• WHAT THE EXERCISE ASKS:
Repeat the listing below in full, keeping each word as given.

*** Block opens ***

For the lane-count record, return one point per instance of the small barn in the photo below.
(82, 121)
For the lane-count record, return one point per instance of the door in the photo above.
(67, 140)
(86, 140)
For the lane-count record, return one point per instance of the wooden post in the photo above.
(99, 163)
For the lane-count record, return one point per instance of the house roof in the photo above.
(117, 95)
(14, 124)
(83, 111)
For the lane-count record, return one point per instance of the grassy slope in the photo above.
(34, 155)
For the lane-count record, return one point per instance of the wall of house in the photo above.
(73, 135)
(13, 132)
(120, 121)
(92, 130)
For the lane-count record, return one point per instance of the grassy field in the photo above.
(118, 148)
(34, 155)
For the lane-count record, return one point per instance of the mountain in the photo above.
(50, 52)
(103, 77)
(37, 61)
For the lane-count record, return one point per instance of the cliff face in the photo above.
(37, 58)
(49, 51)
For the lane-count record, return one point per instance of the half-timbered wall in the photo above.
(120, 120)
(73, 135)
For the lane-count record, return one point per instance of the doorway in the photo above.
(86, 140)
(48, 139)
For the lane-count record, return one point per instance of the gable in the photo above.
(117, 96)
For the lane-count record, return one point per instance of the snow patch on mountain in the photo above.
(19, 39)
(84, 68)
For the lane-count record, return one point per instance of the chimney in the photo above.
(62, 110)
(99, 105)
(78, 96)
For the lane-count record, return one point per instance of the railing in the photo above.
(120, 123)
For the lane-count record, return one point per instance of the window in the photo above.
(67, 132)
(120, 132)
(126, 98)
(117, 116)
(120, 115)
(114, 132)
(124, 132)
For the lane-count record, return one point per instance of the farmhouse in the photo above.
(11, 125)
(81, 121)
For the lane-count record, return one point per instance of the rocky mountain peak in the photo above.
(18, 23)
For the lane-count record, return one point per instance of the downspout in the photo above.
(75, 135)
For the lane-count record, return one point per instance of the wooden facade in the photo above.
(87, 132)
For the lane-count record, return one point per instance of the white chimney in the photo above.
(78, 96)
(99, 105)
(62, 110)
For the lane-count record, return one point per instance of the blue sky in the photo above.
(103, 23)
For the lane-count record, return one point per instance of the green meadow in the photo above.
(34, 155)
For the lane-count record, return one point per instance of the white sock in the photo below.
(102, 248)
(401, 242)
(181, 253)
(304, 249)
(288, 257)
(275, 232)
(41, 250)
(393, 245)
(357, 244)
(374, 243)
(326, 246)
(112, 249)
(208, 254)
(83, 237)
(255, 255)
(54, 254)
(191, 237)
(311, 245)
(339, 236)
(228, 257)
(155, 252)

*** Block closes ***

• RESULT:
For the lane-count record, return one point per instance of the small barn in the photo below.
(82, 121)
For the lane-count record, return one point per instance of the door in the photo above.
(67, 140)
(86, 140)
For the lane-count record, return one point per instance of the wooden post in the photo above.
(99, 163)
For the lane-count record, return one point per instance of the house roof in the photo above.
(117, 95)
(14, 124)
(83, 111)
For the lane-count record, return one point per instance of the grassy slope in the photo above.
(34, 155)
For the lane-count record, return one point per instance of the wall of house in the photo above.
(73, 135)
(13, 132)
(120, 121)
(92, 130)
For the lane-count record, return one point per instance of the grassy field in the photo above.
(118, 148)
(34, 155)
For the lane-count record, return one point per instance of the mountain in the photo above.
(50, 52)
(103, 77)
(37, 61)
For the lane-count record, return one point per instance of the cliff face in the photo above.
(37, 58)
(49, 51)
For the lane-count record, return one point per instance of the half-timbered wall in the photo above.
(120, 120)
(73, 135)
For the lane-count record, return one point per instance of the doorway in the photo above.
(86, 140)
(48, 139)
For the lane-count record, return one point per instance of the gable in the photo above.
(117, 96)
For the lane-count record, return one point per instance of the snow patch on mountain in the photo above.
(19, 39)
(84, 68)
For the lane-count record, return one point per instance of the chimney in the photo above.
(62, 110)
(99, 105)
(78, 96)
For the lane-count record, return one point per instance of the railing in the photo above.
(120, 123)
For the lane-count record, return one point per instance of the window in the photo above.
(67, 132)
(120, 132)
(126, 98)
(117, 116)
(120, 115)
(114, 132)
(124, 132)
For the lane-count record, return one point per instance of the farmhouse in the photo above.
(11, 125)
(81, 121)
For the lane-count record, return one point per instance of the rocky mountain peak in the photo above.
(18, 23)
For the lane-count record, return one point per instance of the downspout in the photo above.
(75, 135)
For the lane-count record, return one point per instance of the wooden facade in the photo above.
(87, 132)
For the lane-count record, return one point per instance of the white chimney in the photo above.
(78, 96)
(99, 105)
(62, 110)
For the lane-count record, return one point per instance of the blue sky in the photo above.
(103, 23)
For the lane-count record, return one point per instance of the green meadow in the photo above.
(34, 155)
For the lane-count record, return one point per instance of the white sock in the photo below.
(102, 248)
(401, 242)
(181, 253)
(304, 249)
(288, 257)
(275, 232)
(41, 250)
(393, 245)
(357, 244)
(374, 243)
(326, 246)
(112, 249)
(208, 254)
(83, 237)
(255, 255)
(54, 254)
(191, 237)
(311, 245)
(339, 236)
(228, 257)
(155, 252)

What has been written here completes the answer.